### WHAT YOU NEED TO DO
A) In the PNG format page, why are the first four of the 18 chunk types called critical chunks?
B) Proceed with the PNG format page, picking up after its final sentence.

### PASSAGE PROVIDED
──────
Skip to content

Lesson4

junka edited this page Jan 11, 2024 · 9 revisions

see PNG spec

Try not to repeat the PNG spec here.

format structure

The PNG data stream consists of a PNG signature (see 5.2: PNG signature) followed by a sequence of chunks (see clause 11: Chunk specifications). Each chunk has a chunk type which specifies its function.

The first eight bytes of a PNG datastream always contain the following (decimal) values:

137 80 78 71 13 10 26 10

There are 18 chunk types defined in this International Standard. Chunk types are four-byte sequences. The first four are termed critical chunks, which shall be understood and correctly interpreted according to the provisions of this International Standard. These are:

  • IHDR: image header, which is the first chunk in a PNG datastream.
  • PLTE: palette table associated with indexed PNG images.
  • IDAT: image data chunks.
  • IEND: image trailer, which is the last chunk in a PNG datastream.

The IHDR chunk shall be the first chunk in the PNG datastream. It contains:

field length
Width 4 bytes
Height 4 bytes
Bit depth 1 byte
Colour type 1 byte
Compression method 1 byte
Filter method 1 byte
Interlace method 1 byte

Bit depth is a single-byte integer giving the number of bits per sample or per palette index (not per pixel).
──────
### PROVIDED RECORDS

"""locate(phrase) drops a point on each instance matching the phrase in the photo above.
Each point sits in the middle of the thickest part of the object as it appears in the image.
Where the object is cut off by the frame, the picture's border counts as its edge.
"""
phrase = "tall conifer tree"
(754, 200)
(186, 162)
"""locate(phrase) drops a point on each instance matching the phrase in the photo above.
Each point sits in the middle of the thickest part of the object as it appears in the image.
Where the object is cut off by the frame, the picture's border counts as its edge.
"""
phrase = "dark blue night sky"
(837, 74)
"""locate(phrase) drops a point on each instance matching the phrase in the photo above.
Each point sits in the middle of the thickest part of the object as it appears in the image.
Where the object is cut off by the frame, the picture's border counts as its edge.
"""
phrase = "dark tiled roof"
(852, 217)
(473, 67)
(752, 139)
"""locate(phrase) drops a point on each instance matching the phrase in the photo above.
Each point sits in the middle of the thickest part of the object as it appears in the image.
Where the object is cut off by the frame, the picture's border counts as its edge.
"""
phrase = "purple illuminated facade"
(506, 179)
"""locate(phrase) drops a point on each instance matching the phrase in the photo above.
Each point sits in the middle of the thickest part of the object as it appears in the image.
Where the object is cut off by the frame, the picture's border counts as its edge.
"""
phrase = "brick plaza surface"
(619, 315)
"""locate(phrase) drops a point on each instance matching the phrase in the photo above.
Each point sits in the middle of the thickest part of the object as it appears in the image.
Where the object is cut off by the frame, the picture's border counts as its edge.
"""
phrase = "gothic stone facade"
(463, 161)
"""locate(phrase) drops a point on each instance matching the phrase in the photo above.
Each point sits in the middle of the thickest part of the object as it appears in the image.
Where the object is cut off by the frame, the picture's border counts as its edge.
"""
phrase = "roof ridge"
──────
### RESPONSES PER TASK
A) They are the chunk types that shall be understood and correctly interpreted according to the provisions of the International Standard. The four are IHDR, PLTE, IDAT and IEND.

B)
All png integers are in network byte orders. byteorder

Won't list all. parse the structure like


    fread(&length, 1, sizeof(uint32_t), f);
    fread(&chunk_type, 1, sizeof(uint32_t), f);
    length = ntohl(length);

    while(length && chunk_type != CHARS2UINT("IEND")) {
        switch (chunk_type) {
            case CHARS2UINT("IHDR"):
                fread(&b->ihdr, 1, sizeof(struct png_ihdr), f);
                b->ihdr.width = ntohl(b->ihdr.width);
                b->ihdr.height = ntohl(b->ihdr.height);
                break;
            case CHARS2UINT("PLTE"):
                b->palette = malloc(length);
                fread(b->palette, sizeof(struct color), length/sizeof(struct color), f);
                break;
            case CHARS2UINT("IDAT"):

            ...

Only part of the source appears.